Task objective: Find each line in the listing below that contains the word "image" with matching case, and copy every such line.

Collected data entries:
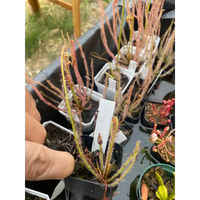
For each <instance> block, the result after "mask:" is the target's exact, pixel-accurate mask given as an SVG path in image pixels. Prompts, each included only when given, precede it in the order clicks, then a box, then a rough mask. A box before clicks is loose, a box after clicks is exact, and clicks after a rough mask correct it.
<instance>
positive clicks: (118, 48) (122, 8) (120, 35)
mask: <svg viewBox="0 0 200 200" xmlns="http://www.w3.org/2000/svg"><path fill="white" fill-rule="evenodd" d="M123 23H124V0H123V7H122V21H121V27H120V33H119V41H118V54H117V61H118V60H119V50H120V42H121V35H122V29H123ZM116 70H118V64H117V63H116Z"/></svg>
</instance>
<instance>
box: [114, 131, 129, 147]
mask: <svg viewBox="0 0 200 200" xmlns="http://www.w3.org/2000/svg"><path fill="white" fill-rule="evenodd" d="M126 139H127V137H126V136H125V135H124V134H123V133H122V132H121V131H119V132H118V133H117V134H116V137H115V143H118V144H120V143H121V142H123V141H125V140H126Z"/></svg>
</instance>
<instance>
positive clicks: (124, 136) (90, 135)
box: [89, 131, 127, 144]
mask: <svg viewBox="0 0 200 200" xmlns="http://www.w3.org/2000/svg"><path fill="white" fill-rule="evenodd" d="M93 135H94V133H91V134H90V135H89V136H91V137H93ZM126 139H127V137H126V136H125V135H124V134H123V133H122V132H121V131H119V132H118V133H117V134H116V137H115V140H114V142H115V143H118V144H120V143H121V142H123V141H125V140H126Z"/></svg>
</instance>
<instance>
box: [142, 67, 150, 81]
mask: <svg viewBox="0 0 200 200" xmlns="http://www.w3.org/2000/svg"><path fill="white" fill-rule="evenodd" d="M148 71H149V68H148V67H146V66H145V67H144V68H143V70H142V72H141V73H140V78H141V79H142V80H144V79H145V78H146V76H147V74H148Z"/></svg>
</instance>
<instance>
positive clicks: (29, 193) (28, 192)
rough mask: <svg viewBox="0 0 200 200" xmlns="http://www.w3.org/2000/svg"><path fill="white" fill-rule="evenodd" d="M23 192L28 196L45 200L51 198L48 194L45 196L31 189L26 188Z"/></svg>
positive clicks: (44, 194) (46, 194)
mask: <svg viewBox="0 0 200 200" xmlns="http://www.w3.org/2000/svg"><path fill="white" fill-rule="evenodd" d="M22 192H26V193H28V194H31V195H35V196H37V197H40V198H43V199H45V200H50V199H49V196H48V195H47V194H44V193H42V192H38V191H36V190H32V189H29V188H26V187H22Z"/></svg>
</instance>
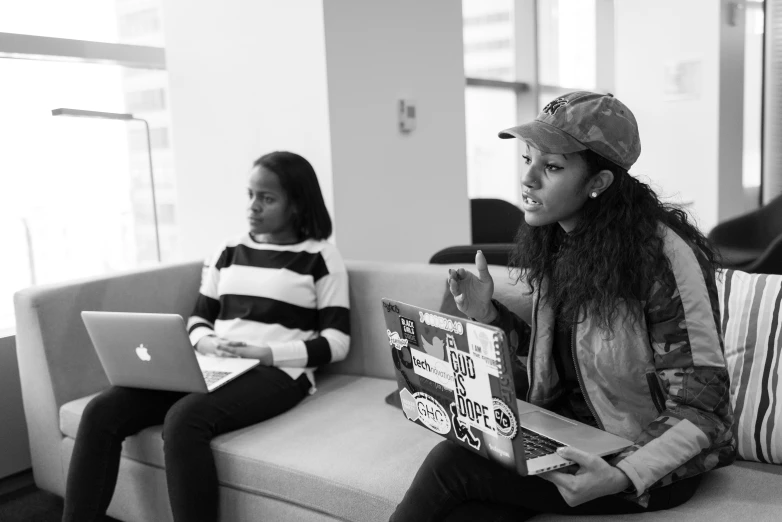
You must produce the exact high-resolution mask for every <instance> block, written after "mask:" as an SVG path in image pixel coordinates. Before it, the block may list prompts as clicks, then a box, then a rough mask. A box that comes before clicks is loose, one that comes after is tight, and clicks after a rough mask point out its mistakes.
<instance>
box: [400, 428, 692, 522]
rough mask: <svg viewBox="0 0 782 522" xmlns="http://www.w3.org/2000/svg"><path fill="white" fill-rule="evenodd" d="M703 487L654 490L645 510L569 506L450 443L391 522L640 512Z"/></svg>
mask: <svg viewBox="0 0 782 522" xmlns="http://www.w3.org/2000/svg"><path fill="white" fill-rule="evenodd" d="M699 482H700V477H694V478H692V479H687V480H683V481H681V482H677V483H675V484H673V485H671V486H666V487H664V488H660V489H658V490H655V491H653V492H652V494H651V498H650V501H649V507H648V508H646V509H645V508H643V507H641V506H640V505H638V504H636V503H634V502H631V501H629V500H625V499H623V498H621V497H619V496H616V495H610V496H606V497H601V498H597V499H595V500H592V501H590V502H585V503H584V504H581V505H579V506H576V507H570V506H568V505H567V503H566V502H565V500H564V499H563V498H562V496H561V495H560V494H559V490H558V489H557V488H556V486H555V485H554V484H552V483H550V482H547V481H545V480H543V479H541V478H538V477H534V476H533V477H522V476H520V475H518V474H516V473H515V472H512V471H508V470H506V469H505V468H502V467H500V466H499V465H497V464H495V463H493V462H491V461H489V460H487V459H485V458H483V457H481V456H480V455H478V454H476V453H473V452H471V451H469V450H466V449H464V448H462V447H460V446H458V445H457V444H455V443H453V442H451V441H448V440H446V441H443V442H441V443H440V444H438V445H437V446H435V447H434V448H433V449H432V451H431V452H430V453H429V455H427V457H426V459H425V460H424V463H423V464H422V465H421V467H420V469H419V470H418V473H416V476H415V478H414V479H413V483H412V484H411V485H410V489H408V490H407V493H406V494H405V497H404V498H403V499H402V502H401V503H400V504H399V505H398V506H397V508H396V511H395V512H394V514H393V515H391V522H424V521H426V522H434V521H440V520H444V521H447V522H462V521H463V522H467V521H470V522H479V521H481V522H511V521H518V520H527V519H529V518H531V517H533V516H534V515H536V514H538V513H557V514H563V515H610V514H620V513H641V512H643V511H656V510H660V509H668V508H671V507H675V506H678V505H679V504H682V503H684V502H686V501H687V500H689V499H690V497H692V495H693V494H694V493H695V489H696V488H697V486H698V483H699Z"/></svg>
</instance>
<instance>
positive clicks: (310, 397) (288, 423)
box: [61, 375, 442, 522]
mask: <svg viewBox="0 0 782 522" xmlns="http://www.w3.org/2000/svg"><path fill="white" fill-rule="evenodd" d="M395 388H396V382H395V381H391V380H386V379H376V378H370V377H355V376H346V375H321V376H320V377H319V380H318V392H317V393H316V394H315V395H313V396H312V397H310V398H308V399H306V400H305V401H304V402H303V403H302V404H300V405H298V406H297V407H296V408H294V409H293V410H291V411H289V412H287V413H285V414H283V415H281V416H279V417H276V418H274V419H271V420H269V421H266V422H263V423H261V424H257V425H255V426H251V427H249V428H245V429H243V430H238V431H235V432H232V433H228V434H225V435H221V436H220V437H217V438H215V439H214V441H213V442H212V448H213V450H214V453H215V462H216V464H217V468H218V476H219V478H220V482H221V483H223V484H225V485H228V486H232V487H235V488H237V489H240V490H243V491H250V492H257V493H259V494H263V495H266V496H269V497H273V498H278V499H282V500H286V501H288V502H292V503H294V504H298V505H301V506H305V507H309V508H312V509H314V510H317V511H321V512H324V513H328V514H330V515H332V516H334V517H337V518H341V519H345V520H355V521H361V522H363V521H366V520H387V519H388V517H389V516H390V514H391V512H392V511H393V509H394V507H395V506H396V504H397V503H398V502H399V501H400V500H401V499H402V496H403V495H404V493H405V491H406V490H407V487H408V486H409V485H410V482H411V481H412V479H413V476H414V475H415V472H416V471H417V470H418V467H419V466H420V464H421V462H422V461H423V459H424V458H425V457H426V455H427V454H428V453H429V450H430V449H431V448H432V447H433V446H434V445H435V444H437V443H438V442H439V441H440V440H442V439H441V438H440V437H439V436H437V435H435V434H434V433H431V432H429V431H427V430H424V429H421V428H420V427H418V426H415V425H414V424H413V423H411V422H408V421H406V420H405V418H404V416H403V415H402V413H401V412H400V411H399V410H397V409H396V408H392V407H390V406H388V405H386V404H384V403H383V400H382V399H383V397H384V396H386V395H387V394H388V393H389V392H390V391H392V390H393V389H395ZM87 402H88V399H87V398H85V399H79V400H77V401H73V402H70V403H68V404H65V405H64V406H63V407H62V409H61V427H62V431H63V433H65V435H67V436H69V437H73V436H75V434H76V429H77V428H78V420H79V417H80V415H81V412H82V411H83V409H84V406H86V404H87ZM123 451H124V454H125V456H127V457H129V458H131V459H134V460H139V461H142V462H145V463H148V464H151V465H154V466H158V467H162V466H163V452H162V451H163V450H162V439H161V437H160V427H155V428H151V429H147V430H144V431H142V432H141V433H140V434H139V435H137V436H134V437H131V438H129V439H128V440H127V441H126V444H125V446H124V448H123Z"/></svg>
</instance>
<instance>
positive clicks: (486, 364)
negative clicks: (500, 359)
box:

Task answer:
For each <instance> block, the result after "mask:" is the target's exact, pixel-accurate mask given as an SVG path in image pixels. Prompts, each included only when given, precede it in the order clicks, then a box, then a rough mask. A box before clicks is loose, a box after clicks is exact, and clicks after a rough mask correct it.
You must produce the exact high-resolution mask for every <instance> block, written after "mask:" as an SVG path in image pixel coordinates. Before it, the block may list prompts as clicks, then a box, then a rough mask. A box that comes before clicks is loose, one that comes after is tight, and clicks after a rough mask point out its mistakes.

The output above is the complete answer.